ÁLVARO VÁSQUEZ
Libros que
disfruté mucho en alguna etapa de mi vida, ahora me son indiferentes. Personas
que por años fueron parte importante de mis días, dejaron de ser parte de
ellos. Son ahora menos importantes que los recuerdos que aún despiertan. No reniego
de los primeros ni aborrezco a las segundas; simplemente cambié, viví, y aunque
sigo siendo el mismo, soy diferente.
En algún
momento, buscaba leer los best sellers del momento, creyendo
que altas ventas eran sinónimo de buena calidad literaria. Hoy mi opinión es
(casi) la opuesta, y sí, me doy cuenta de que es un prejuicio mío.
Si las
preferencias literarias promedio no reflejan las propias, ¿en qué criterio
puede confiarse para elegir lecturas? La respuesta a esta interrogante
también cambia con el tiempo. En mi caso, fui conociendo a personas cuyo
criterio aprendí a respetar (al menos por un tiempo), quizás algunos sellos
editoriales ganaron mi confianza, o llegué a creer en la valía de algunos
premios literarios. Todas estas opciones parecen ser razonables, y de hecho
guían –en mayor o menor grado– la elección de los libros cuyas páginas
abriremos al terminar el que tenemos entre manos.
Ahora
quiero referirme, sin embargo, a otra fuente de recomendaciones literarias: los
propios libros. Sí, los libros pueden recomendar libros, y no me refiero a que
cuando leemos a un autor determinado, esa lectura nos impulse a buscar nuevas
obras del mismo.
Hay algunos
textos (literarios, no ensayos) que en su contenido mencionan otros textos
(cuentos, novelas). Si su lectura resulta atractiva, si nos atrapa, entonces
esas referencias son convincentes, hasta tentadoras. Pensando en esos casos es
que concluí que los libros pueden recomendar libros.
E
intentando recordar algunos casos en que ese tipo de referencias me llevó hacia
otras lecturas, me vienen a la mente los siguientes libros y autores:
Tomás Eloy
Martínez, que de la mano de Santa Evita me invitó a
releer La muerte y la brújula, de Borges, me lanzó a la búsqueda
(hasta hoy infructuosa) de El examen de Cortázar, y de los
cuentos Ella, de Onetti y El simulacro, también de
Borges.
★ ★ ★ ★
Objetivos:
1. Traduzca al inglés la siguiente oración del texto de lectura: "Sí, los libros pueden recomendar libros, y no me refiero a que cuando leemos a un autor determinado, esa lectura nos impulse a buscar nuevas obras del mismo."
2. Enumere todos los títulos de obras literarias que se mencionan en el texto de lectura.

Extracto de datos:
★ ★ ★ ★
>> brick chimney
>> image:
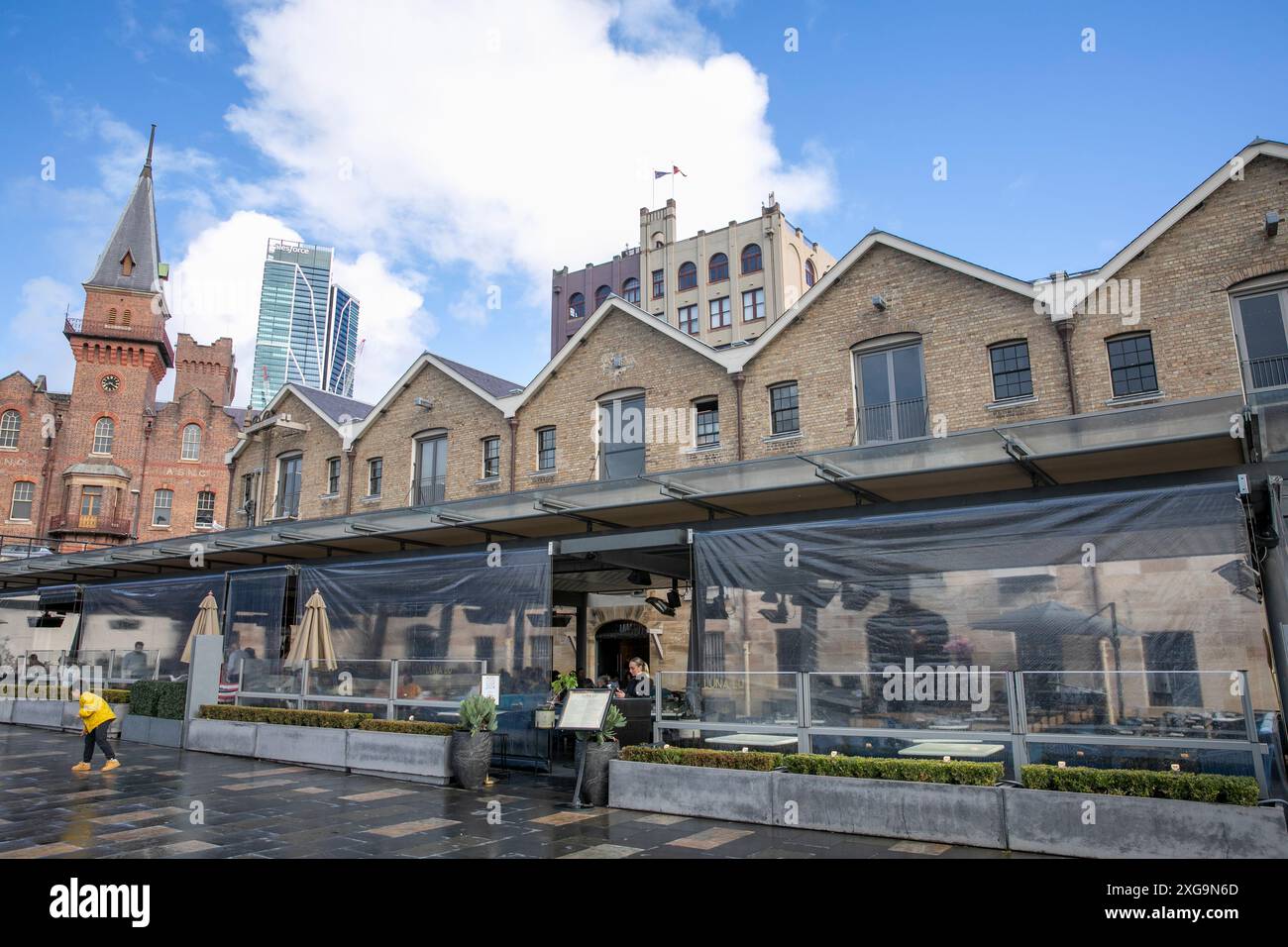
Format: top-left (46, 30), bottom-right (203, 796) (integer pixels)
top-left (174, 333), bottom-right (237, 406)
★ ★ ★ ★
Lista de soluciones:
1. Yes, books can recommend books, and I don't mean that when we read a particular author, that reading drives us to seek out new works by the same author.

2.
- Santa Evita
- La muerte y la brújula
- El examen
- Ella
- El simulacro